» Stated problem:
Omit all pictures. Quote the lines from the one with "Would you mind pinning the blue helmet" through the end of the listing below, exactly as they appear.

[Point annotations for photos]
----
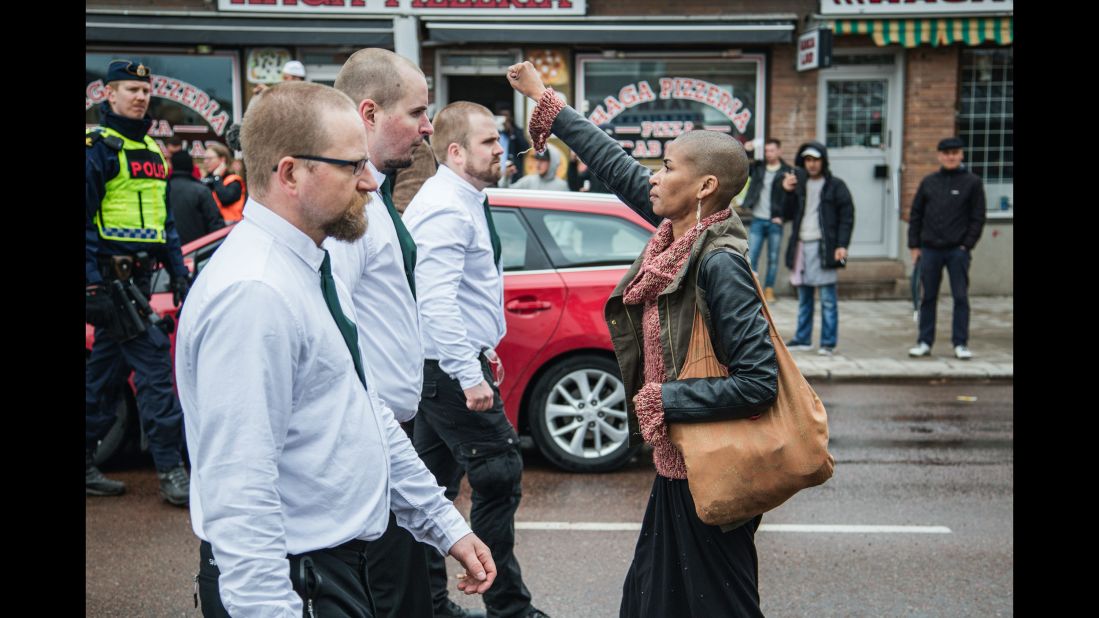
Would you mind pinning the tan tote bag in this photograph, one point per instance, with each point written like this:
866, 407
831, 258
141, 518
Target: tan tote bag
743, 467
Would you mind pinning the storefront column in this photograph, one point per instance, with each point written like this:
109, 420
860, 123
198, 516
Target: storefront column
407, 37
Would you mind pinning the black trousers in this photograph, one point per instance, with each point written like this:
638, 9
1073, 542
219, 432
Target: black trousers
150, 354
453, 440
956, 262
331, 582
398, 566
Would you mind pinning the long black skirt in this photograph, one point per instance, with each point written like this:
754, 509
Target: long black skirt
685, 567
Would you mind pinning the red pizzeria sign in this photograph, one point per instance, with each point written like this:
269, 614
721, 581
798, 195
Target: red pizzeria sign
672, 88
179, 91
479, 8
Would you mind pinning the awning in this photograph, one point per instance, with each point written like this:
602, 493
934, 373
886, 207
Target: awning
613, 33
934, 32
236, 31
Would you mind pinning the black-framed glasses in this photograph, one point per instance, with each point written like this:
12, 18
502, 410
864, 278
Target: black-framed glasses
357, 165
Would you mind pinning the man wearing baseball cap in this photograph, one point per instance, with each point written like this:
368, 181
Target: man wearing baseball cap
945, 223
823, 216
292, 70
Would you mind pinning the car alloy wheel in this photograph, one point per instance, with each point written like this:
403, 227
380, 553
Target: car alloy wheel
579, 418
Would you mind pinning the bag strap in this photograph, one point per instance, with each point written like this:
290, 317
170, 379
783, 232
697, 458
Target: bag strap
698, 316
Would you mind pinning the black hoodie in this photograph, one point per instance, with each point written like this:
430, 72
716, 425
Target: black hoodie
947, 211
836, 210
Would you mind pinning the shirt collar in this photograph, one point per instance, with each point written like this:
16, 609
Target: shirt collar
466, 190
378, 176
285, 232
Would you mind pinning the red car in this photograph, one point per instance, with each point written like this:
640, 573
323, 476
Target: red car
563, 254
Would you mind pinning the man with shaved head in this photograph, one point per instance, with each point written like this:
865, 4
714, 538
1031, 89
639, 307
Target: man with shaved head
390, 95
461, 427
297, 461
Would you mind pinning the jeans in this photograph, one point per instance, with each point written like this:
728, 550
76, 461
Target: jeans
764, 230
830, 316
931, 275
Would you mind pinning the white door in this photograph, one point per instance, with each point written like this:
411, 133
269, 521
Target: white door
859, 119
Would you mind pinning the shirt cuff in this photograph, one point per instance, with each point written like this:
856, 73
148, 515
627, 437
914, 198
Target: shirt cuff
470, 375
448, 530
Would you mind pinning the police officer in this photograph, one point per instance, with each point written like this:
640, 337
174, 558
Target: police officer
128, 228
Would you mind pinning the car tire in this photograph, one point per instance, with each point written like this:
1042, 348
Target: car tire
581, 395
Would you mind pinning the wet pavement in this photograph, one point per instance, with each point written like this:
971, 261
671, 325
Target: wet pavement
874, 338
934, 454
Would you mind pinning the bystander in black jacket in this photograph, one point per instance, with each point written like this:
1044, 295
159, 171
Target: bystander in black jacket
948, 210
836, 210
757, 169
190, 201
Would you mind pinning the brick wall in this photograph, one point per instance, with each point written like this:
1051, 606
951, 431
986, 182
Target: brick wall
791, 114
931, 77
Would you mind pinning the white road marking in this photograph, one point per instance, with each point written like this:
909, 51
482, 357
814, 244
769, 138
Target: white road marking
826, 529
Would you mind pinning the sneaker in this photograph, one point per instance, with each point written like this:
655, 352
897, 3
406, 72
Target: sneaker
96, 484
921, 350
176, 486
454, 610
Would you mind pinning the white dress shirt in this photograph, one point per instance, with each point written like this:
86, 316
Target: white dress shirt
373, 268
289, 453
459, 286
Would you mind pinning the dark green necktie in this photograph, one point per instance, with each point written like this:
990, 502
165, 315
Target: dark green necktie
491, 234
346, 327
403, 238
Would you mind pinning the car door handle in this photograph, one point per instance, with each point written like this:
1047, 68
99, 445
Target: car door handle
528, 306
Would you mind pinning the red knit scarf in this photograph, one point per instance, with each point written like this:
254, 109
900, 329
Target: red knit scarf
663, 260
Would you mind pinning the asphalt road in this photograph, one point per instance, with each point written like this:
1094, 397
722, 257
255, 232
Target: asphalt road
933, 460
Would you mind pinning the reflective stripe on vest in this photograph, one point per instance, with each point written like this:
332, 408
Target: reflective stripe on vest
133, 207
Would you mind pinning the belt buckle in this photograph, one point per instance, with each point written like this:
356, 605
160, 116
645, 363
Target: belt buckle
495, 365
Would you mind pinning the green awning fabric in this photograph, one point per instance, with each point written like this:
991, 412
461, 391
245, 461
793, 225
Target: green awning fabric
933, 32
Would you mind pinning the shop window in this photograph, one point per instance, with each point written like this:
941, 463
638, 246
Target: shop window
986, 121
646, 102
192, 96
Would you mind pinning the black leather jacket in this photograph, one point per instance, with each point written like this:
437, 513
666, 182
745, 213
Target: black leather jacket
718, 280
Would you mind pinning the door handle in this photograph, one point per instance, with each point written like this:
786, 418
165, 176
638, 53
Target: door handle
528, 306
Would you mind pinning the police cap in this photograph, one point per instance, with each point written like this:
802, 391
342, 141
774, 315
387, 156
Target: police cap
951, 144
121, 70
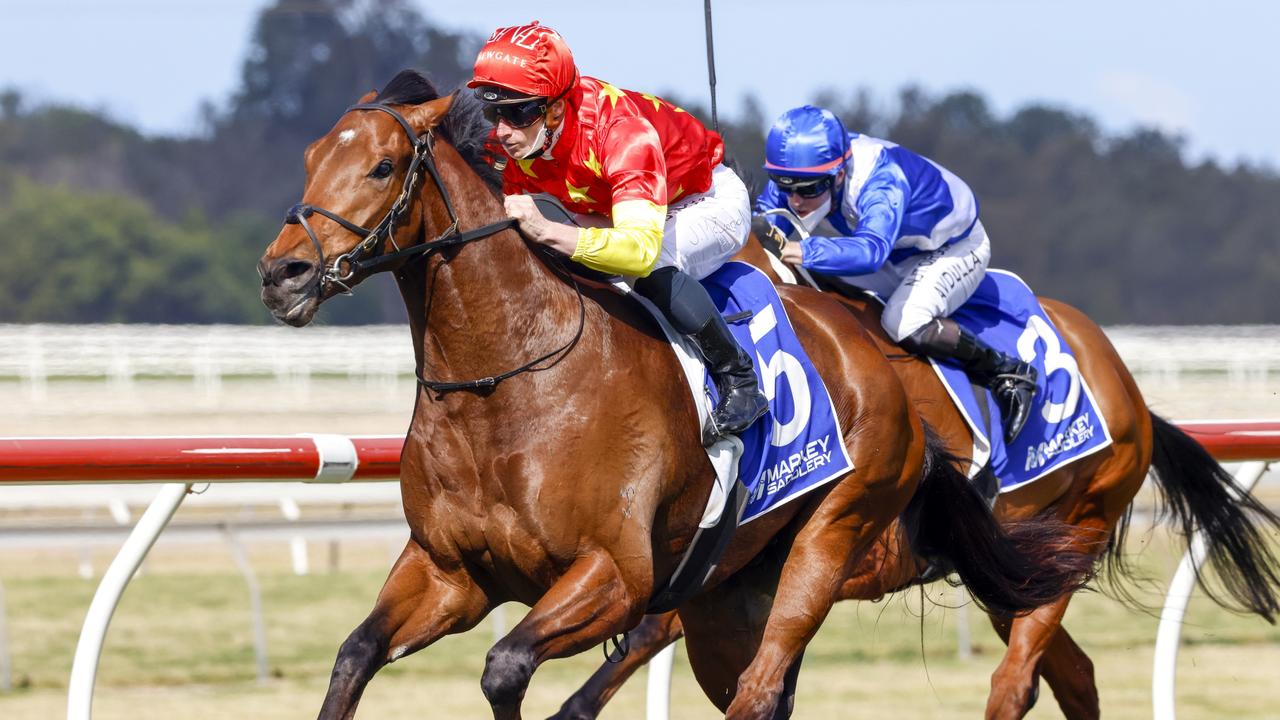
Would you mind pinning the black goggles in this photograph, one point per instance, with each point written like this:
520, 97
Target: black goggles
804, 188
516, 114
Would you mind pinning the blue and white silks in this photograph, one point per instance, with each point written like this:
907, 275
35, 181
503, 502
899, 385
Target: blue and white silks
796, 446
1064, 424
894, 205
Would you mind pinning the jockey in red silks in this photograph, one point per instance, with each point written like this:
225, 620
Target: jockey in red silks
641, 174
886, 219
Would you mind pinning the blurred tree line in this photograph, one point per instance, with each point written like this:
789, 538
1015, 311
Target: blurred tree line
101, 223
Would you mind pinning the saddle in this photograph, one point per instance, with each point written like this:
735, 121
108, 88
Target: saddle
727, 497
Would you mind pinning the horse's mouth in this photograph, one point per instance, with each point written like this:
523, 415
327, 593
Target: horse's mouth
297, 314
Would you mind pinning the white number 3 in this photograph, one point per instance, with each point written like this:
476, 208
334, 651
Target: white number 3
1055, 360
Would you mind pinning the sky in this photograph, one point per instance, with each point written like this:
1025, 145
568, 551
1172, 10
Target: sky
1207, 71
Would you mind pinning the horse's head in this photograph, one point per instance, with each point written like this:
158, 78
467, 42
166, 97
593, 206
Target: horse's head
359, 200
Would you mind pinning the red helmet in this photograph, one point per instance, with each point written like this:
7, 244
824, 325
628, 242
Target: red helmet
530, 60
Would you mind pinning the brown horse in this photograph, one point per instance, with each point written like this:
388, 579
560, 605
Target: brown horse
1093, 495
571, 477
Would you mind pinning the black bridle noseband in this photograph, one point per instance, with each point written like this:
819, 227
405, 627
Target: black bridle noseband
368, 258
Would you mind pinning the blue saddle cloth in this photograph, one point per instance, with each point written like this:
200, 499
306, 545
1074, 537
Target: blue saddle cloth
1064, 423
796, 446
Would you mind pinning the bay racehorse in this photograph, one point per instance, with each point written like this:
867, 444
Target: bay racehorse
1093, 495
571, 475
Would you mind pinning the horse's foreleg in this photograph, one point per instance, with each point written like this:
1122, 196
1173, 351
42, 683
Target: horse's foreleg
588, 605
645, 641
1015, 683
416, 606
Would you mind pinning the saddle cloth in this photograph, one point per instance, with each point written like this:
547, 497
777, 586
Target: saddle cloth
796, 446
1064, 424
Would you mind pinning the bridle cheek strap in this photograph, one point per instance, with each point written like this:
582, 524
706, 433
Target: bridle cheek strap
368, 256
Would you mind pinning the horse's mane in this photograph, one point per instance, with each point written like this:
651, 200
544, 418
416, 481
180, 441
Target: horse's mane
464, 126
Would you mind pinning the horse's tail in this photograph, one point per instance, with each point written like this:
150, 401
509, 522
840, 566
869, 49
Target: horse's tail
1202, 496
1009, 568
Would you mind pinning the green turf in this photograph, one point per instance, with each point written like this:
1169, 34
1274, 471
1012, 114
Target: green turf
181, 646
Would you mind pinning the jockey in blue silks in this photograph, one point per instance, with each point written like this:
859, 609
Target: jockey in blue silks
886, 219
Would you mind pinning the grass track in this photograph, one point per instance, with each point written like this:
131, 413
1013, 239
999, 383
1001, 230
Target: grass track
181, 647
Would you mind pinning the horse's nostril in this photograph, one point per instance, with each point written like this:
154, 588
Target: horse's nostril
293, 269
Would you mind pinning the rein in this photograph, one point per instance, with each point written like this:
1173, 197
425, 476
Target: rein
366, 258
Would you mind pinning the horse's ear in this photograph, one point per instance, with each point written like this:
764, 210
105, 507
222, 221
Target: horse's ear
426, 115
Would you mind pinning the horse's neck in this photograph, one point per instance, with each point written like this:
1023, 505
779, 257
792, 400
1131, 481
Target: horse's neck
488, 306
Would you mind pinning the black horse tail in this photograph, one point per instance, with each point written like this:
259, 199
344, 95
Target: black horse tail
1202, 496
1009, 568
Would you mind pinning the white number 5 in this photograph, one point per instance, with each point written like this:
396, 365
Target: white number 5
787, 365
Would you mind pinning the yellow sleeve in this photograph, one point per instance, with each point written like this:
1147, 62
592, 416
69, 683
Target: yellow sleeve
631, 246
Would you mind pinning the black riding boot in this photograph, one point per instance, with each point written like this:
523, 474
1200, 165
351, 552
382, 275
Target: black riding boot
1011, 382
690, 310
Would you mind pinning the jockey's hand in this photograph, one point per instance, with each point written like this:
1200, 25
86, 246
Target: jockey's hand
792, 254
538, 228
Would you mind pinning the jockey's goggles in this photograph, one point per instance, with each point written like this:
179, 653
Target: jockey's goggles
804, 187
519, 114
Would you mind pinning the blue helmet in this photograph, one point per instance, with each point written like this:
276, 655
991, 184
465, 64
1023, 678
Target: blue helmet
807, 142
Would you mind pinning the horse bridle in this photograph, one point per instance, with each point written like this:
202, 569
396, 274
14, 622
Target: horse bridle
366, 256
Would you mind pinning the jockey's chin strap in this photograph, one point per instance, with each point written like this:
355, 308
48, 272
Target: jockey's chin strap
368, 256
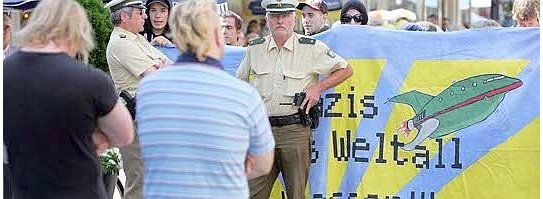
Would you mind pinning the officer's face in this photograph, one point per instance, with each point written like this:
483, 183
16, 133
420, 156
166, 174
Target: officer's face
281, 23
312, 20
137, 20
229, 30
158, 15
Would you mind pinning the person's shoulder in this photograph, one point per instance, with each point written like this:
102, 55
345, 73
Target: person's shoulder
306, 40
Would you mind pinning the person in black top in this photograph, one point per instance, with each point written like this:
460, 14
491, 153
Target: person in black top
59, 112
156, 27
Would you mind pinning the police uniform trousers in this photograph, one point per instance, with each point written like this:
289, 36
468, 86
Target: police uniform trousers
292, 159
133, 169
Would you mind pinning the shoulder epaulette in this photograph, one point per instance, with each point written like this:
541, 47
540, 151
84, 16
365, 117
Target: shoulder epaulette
----
» In response:
Would you mind pinning the blue helmet in this photograph, one point per instance, with each point written like this:
276, 655
991, 184
465, 64
1023, 678
Target: blue helmet
807, 142
Would you mind pinning the horse bridle in this photograph, one point per instance, with each point written like this:
202, 569
396, 274
14, 622
Target: horse bridle
366, 256
Would you mind pinning the jockey's chin strap in this photograph, one point per instance, with each point written like this:
355, 308
48, 272
Target: jockey's chin strap
368, 256
Would you mind pinning the officer's face in this photograph, one point per instance, with each point written like this:
483, 183
16, 133
420, 156
166, 174
Target: officer's face
281, 23
312, 20
137, 20
229, 30
158, 15
Would you mind pinning the person's shoulder in this photograph, one point per instance, with each point written like this:
102, 55
345, 73
Target: person's shoulder
306, 40
Would you mind pinning the person in black top in this photograph, one point per instance, with each point written like this:
460, 14
491, 153
Target: person in black top
59, 112
156, 27
Would you mind pinning the police uniform trousers in this photograph, one point per instance, with each point written like this:
289, 36
468, 86
Target: police uniform trousers
292, 159
133, 169
Would you mind pinning the shoulder epaulette in this photograph, one point per instance, with each point written like this:
541, 47
540, 151
84, 16
365, 117
Target: shoulder epaulette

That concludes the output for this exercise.